### [Work required]
Look through the entries below. Report each line that has the word "painted" in it.

### [Records to process]
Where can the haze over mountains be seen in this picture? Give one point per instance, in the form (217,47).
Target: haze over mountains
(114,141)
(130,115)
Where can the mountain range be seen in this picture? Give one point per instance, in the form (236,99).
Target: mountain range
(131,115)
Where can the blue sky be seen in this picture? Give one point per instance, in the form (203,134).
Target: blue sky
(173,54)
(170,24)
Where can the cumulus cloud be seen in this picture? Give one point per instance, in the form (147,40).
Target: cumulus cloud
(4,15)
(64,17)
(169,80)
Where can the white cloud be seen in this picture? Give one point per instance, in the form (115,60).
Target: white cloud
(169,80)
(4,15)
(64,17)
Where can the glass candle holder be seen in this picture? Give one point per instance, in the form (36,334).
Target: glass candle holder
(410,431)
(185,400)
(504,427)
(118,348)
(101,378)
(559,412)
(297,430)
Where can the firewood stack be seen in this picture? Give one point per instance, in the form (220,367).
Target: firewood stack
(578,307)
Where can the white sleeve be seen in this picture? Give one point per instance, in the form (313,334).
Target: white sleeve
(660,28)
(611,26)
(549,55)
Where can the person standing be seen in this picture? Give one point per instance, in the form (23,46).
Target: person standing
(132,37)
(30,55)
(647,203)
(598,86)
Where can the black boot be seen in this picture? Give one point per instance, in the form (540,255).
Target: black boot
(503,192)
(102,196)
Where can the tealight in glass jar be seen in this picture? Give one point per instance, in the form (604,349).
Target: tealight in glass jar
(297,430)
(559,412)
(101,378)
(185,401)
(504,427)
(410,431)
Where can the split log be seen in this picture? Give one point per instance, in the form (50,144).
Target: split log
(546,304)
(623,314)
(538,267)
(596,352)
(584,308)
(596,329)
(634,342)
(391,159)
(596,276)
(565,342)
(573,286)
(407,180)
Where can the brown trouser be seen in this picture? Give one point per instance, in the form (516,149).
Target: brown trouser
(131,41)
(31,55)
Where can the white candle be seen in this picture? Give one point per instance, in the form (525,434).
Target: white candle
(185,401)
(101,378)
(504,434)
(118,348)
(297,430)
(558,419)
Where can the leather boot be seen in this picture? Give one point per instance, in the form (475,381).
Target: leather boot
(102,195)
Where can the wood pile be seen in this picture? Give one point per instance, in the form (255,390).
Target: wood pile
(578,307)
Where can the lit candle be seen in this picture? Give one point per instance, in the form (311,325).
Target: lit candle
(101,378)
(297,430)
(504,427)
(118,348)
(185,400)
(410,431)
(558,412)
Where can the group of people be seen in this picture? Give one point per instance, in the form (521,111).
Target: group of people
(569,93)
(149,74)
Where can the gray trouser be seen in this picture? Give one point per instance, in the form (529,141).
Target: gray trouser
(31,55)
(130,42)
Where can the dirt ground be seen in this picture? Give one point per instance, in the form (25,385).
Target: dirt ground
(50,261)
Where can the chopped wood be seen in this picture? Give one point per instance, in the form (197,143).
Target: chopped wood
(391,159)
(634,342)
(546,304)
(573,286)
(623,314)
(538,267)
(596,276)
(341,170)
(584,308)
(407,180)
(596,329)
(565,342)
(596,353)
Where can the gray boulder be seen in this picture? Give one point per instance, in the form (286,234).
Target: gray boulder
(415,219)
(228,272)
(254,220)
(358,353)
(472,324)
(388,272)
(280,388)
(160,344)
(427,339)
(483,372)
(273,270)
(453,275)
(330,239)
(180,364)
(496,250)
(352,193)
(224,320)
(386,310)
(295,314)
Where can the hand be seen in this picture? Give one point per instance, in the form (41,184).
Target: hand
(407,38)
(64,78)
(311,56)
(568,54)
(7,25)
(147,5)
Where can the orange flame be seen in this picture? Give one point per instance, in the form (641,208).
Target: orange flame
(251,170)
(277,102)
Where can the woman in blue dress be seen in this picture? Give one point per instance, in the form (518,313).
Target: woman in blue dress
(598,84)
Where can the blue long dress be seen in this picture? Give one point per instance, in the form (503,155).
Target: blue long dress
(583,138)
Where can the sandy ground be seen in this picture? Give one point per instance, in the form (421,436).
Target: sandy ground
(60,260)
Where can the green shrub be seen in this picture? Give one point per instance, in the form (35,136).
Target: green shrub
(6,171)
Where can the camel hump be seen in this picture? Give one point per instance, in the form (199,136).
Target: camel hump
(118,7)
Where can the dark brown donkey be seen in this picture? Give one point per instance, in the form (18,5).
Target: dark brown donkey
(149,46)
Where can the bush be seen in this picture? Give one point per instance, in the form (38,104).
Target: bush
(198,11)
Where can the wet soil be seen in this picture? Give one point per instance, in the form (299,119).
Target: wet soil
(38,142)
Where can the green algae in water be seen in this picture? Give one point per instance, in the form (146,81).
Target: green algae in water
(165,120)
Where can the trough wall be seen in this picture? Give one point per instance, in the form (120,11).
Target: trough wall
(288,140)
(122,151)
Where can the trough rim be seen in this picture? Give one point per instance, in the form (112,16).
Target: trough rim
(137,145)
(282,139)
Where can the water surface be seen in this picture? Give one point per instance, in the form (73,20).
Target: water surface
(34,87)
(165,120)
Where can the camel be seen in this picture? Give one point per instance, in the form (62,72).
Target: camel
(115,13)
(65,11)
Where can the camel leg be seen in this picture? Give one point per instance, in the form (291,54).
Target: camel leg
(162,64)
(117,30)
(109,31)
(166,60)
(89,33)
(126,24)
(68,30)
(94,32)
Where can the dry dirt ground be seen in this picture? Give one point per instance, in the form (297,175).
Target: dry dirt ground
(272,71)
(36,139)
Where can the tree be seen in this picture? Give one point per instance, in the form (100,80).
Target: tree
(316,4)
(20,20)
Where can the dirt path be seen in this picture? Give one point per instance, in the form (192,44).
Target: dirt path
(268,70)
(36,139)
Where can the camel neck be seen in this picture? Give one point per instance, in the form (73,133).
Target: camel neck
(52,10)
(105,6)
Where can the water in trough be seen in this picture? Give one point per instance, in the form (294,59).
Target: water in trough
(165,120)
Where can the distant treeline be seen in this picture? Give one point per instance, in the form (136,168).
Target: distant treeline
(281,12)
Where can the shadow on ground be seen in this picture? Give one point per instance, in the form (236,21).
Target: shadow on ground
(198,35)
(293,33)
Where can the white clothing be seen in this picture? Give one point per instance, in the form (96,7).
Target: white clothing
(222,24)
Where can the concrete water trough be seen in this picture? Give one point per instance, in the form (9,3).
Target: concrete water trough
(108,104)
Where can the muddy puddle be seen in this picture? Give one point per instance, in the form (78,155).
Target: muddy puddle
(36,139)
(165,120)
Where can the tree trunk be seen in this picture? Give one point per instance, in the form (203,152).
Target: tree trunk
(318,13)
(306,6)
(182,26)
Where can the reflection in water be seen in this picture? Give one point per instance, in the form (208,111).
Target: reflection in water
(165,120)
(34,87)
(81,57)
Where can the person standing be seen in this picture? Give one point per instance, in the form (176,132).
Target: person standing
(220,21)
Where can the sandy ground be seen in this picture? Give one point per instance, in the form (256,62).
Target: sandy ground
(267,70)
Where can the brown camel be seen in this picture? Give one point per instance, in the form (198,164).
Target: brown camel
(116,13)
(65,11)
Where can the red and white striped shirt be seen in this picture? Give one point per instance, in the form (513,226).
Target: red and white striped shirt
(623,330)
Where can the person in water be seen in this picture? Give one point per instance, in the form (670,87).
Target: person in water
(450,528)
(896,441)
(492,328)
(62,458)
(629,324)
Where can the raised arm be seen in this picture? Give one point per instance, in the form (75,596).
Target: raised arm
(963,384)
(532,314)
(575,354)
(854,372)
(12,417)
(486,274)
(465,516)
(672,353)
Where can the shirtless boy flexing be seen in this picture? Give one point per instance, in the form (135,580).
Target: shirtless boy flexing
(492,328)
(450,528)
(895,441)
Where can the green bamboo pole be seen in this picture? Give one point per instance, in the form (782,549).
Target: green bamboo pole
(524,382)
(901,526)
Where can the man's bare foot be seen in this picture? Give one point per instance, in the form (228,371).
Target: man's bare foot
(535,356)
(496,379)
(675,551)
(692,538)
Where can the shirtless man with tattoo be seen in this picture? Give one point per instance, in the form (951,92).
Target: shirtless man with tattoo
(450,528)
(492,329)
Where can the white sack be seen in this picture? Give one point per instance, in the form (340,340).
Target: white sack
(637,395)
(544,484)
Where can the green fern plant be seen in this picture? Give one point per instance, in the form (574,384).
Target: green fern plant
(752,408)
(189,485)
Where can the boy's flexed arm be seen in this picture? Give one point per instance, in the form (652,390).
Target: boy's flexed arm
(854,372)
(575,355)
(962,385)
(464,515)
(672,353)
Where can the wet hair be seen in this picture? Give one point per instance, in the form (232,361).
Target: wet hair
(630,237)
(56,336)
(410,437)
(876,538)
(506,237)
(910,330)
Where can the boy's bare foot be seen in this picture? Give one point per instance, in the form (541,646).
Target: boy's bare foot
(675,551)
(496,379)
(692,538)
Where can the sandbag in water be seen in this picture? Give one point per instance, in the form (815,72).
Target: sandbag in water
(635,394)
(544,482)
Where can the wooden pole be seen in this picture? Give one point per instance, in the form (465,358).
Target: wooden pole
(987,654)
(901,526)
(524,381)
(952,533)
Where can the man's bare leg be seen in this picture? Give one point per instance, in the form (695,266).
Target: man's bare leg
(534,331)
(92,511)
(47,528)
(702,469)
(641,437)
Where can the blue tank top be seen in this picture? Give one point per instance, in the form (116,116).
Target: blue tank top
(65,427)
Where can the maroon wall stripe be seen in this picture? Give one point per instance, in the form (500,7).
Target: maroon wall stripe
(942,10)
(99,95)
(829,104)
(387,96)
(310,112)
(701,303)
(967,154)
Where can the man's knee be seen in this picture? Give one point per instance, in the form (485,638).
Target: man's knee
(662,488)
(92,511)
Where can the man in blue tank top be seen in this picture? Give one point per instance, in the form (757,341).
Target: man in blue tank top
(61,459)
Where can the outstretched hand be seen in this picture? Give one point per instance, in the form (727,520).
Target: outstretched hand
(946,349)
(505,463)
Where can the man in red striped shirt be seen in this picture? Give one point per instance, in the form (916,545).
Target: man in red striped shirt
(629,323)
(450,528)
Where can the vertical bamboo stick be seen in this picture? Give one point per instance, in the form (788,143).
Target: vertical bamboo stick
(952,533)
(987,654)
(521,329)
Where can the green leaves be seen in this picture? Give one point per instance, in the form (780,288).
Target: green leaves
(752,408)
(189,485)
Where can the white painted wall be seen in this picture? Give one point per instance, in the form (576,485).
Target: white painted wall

### [Answer for the task]
Where can the white painted wall be seen in this picture? Give one point per instance, in the form (576,485).
Target: white painted wall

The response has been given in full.